#### Given task:
Recast every line of the data below as a Markdown table with the columns Row and Line, giving each line's number in Row and its text in Line, and leave out blank lines.

- - -

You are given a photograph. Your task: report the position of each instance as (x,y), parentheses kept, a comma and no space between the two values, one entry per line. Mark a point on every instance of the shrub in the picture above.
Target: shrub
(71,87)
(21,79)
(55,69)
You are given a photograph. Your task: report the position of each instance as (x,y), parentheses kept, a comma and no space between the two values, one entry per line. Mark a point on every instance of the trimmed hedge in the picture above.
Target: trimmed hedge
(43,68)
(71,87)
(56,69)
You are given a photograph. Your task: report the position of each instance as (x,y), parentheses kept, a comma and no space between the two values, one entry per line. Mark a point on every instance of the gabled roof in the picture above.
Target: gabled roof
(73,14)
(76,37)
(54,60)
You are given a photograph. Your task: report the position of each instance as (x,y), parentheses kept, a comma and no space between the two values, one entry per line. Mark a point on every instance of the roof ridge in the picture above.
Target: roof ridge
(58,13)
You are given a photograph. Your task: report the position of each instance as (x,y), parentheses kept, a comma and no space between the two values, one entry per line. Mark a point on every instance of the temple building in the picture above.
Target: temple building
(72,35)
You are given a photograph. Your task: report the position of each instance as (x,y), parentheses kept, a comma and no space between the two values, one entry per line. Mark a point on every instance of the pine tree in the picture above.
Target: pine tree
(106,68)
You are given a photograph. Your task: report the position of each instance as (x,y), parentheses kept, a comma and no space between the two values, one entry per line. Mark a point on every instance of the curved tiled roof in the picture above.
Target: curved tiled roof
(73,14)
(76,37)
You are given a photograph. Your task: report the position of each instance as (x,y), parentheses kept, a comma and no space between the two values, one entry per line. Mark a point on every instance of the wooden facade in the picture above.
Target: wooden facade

- - -

#### Reply to the task:
| Row | Line |
|---|---|
| 1 | You are given a photograph. Your task: report the position of each instance as (x,y), parentheses kept, a comma and no space between the two values, one entry per line. Mark a point on every instance of the shrub in the picture above. |
| 2 | Target: shrub |
| 3 | (71,87) |
| 4 | (21,79) |
| 5 | (55,69) |
| 6 | You are given a photograph. Your task: report the position of each instance as (x,y), parentheses kept, a comma and no space between the two values, one entry per line. Mark a point on every instance of the trimmed hedge in the picture above. |
| 7 | Target: trimmed hedge |
| 8 | (43,68) |
| 9 | (71,87) |
| 10 | (56,69) |
| 11 | You are given a photograph. Your task: report the position of each instance as (x,y), parentheses kept, a comma and no space between the two values, one entry per line. Mark a point on every instance of the gabled roof in the picture above. |
| 12 | Target: gabled roof |
| 13 | (73,14) |
| 14 | (76,37) |
| 15 | (54,60) |
| 16 | You are given a photograph. Your task: report the position of each instance as (x,y), parentheses kept, a comma and no space between the two values, one entry per line. Mark a point on every instance of the roof ridge in the picture above. |
| 17 | Target: roof ridge |
| 18 | (58,13) |
| 19 | You are given a photograph. Your task: report the position of each instance as (x,y), parentheses kept, a comma and no space between the two values, one entry per line. Mark a point on every instance of the temple building in the picture above. |
| 20 | Target: temple building |
| 21 | (72,35) |
| 22 | You are given a photograph. Your task: report the position of each instance as (x,y), parentheses kept, a comma and no space between the two values, one entry per line. Mark a point on every instance of the pine tree in the picture above. |
| 23 | Target: pine tree |
| 24 | (106,68) |
| 25 | You are given a photograph. Your task: report the position of each instance as (x,y), parentheses kept, a comma and no space between the two values, one entry per line. Mark a point on every instance of the curved tiled roof in the picture above. |
| 26 | Target: curved tiled roof |
| 27 | (73,14) |
| 28 | (76,37) |
| 29 | You are given a photograph. Your task: report the position of each instance as (x,y), parentheses kept, a comma and no space between the two values, one entry per line. Mark a point on every instance of the wooden facade in the picture above. |
| 30 | Target: wooden facade |